Financial advice is a prescription that guides investors to make decisions that best serve their interests. This advice is most effective when the following are carefully taken into consideration.
- An accurate analysis of the cognitive and emotional strengths and weaknesses of investors that relate to making decisions.
- The investor's occasionally faulty assessment of their own interests and desires.
- The relevant facts about investing that are often ignored.
- The limits of the ability to accept advice and to accept the results of the decisions made over time.
In the article titled Aspects of Investor Psychology by Daniel Kahneman and Mark Riepe that appeared in a 1998 edition of Journal of Portfolio Management, a very good checklist of the responsibilities of investment advisors was provided. It is useful in evaluating which advisor may be best for you. The authors asked, "How frequently do advisors do each of these items?"
- Encourage clients to adopt a broad view of their wealth, prospects and objectives.
- Encourage clients to make long-term commitments to investment policies.

(Given entries):
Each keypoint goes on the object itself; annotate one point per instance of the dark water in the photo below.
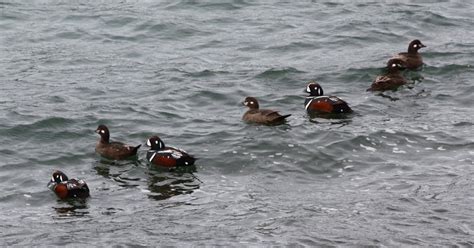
(397, 173)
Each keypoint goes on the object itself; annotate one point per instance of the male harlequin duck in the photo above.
(113, 150)
(261, 116)
(68, 188)
(167, 156)
(317, 103)
(412, 59)
(392, 79)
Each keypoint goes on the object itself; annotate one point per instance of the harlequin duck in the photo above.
(317, 103)
(68, 188)
(261, 116)
(113, 150)
(390, 80)
(412, 59)
(167, 156)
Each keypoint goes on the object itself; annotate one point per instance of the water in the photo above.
(397, 173)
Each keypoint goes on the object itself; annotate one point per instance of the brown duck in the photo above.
(412, 59)
(113, 150)
(261, 116)
(390, 80)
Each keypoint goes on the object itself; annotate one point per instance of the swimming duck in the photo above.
(390, 80)
(67, 188)
(316, 102)
(113, 150)
(412, 59)
(261, 116)
(167, 156)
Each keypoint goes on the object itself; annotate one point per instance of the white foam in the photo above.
(368, 148)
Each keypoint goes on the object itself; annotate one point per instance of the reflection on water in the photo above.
(161, 183)
(166, 184)
(72, 208)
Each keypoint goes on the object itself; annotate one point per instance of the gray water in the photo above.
(397, 173)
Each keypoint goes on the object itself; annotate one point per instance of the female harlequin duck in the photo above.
(317, 103)
(113, 150)
(167, 156)
(261, 116)
(412, 59)
(68, 188)
(392, 79)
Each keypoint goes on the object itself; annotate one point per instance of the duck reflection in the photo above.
(72, 208)
(166, 184)
(123, 172)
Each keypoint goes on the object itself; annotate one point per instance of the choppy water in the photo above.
(399, 172)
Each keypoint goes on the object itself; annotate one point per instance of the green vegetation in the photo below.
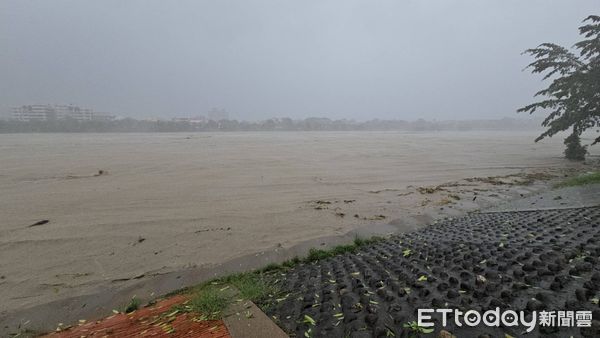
(588, 178)
(210, 301)
(416, 329)
(572, 97)
(212, 298)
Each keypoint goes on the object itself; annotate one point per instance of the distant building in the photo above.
(192, 120)
(216, 114)
(45, 112)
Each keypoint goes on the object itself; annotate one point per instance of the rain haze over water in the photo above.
(260, 59)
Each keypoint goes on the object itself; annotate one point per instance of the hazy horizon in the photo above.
(360, 60)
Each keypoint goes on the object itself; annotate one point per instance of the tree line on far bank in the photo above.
(275, 124)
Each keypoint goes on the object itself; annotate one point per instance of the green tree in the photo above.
(573, 96)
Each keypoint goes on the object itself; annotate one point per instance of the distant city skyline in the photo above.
(352, 59)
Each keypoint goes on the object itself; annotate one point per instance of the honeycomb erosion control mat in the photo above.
(525, 260)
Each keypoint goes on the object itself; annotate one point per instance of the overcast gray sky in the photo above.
(401, 59)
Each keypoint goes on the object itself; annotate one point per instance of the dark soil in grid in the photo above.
(526, 260)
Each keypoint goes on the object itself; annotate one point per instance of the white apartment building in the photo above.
(44, 112)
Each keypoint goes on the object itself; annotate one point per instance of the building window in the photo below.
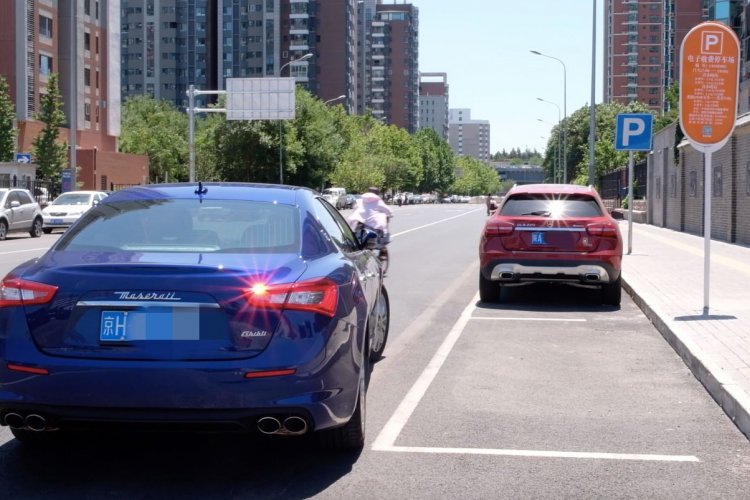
(45, 26)
(45, 65)
(717, 188)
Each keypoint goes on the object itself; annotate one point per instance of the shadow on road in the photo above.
(171, 466)
(549, 297)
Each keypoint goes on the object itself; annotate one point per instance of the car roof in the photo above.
(213, 190)
(552, 189)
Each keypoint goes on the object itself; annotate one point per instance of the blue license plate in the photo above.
(154, 323)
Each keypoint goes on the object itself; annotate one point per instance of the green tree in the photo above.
(438, 161)
(157, 129)
(474, 177)
(50, 155)
(7, 116)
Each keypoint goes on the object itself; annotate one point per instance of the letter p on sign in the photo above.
(712, 42)
(633, 132)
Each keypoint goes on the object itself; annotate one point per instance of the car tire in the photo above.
(612, 292)
(36, 228)
(350, 436)
(378, 335)
(489, 291)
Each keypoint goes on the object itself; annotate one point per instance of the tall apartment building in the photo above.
(433, 102)
(469, 137)
(642, 41)
(80, 41)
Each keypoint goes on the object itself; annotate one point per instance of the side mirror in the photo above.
(368, 239)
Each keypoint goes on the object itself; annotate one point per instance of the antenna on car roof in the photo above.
(201, 190)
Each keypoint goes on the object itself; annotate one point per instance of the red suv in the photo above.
(558, 233)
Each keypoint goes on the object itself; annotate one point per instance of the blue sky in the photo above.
(484, 47)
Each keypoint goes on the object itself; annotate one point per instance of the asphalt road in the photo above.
(546, 395)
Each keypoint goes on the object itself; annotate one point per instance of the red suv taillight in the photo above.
(319, 296)
(18, 292)
(498, 228)
(602, 229)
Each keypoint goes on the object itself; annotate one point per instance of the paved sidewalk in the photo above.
(664, 275)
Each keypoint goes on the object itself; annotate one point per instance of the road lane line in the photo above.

(What you are asked to do):
Could you pull the passage on financial advice above verbatim, between "- The limits" and "prospects and objectives.", inclusive?

(Completed exercise):
- The limits of the ability to accept advice and to accept the results of the decisions made over time.
In the article titled Aspects of Investor Psychology by Daniel Kahneman and Mark Riepe that appeared in a 1998 edition of Journal of Portfolio Management, a very good checklist of the responsibilities of investment advisors was provided. It is useful in evaluating which advisor may be best for you. The authors asked, "How frequently do advisors do each of these items?"
- Encourage clients to adopt a broad view of their wealth, prospects and objectives.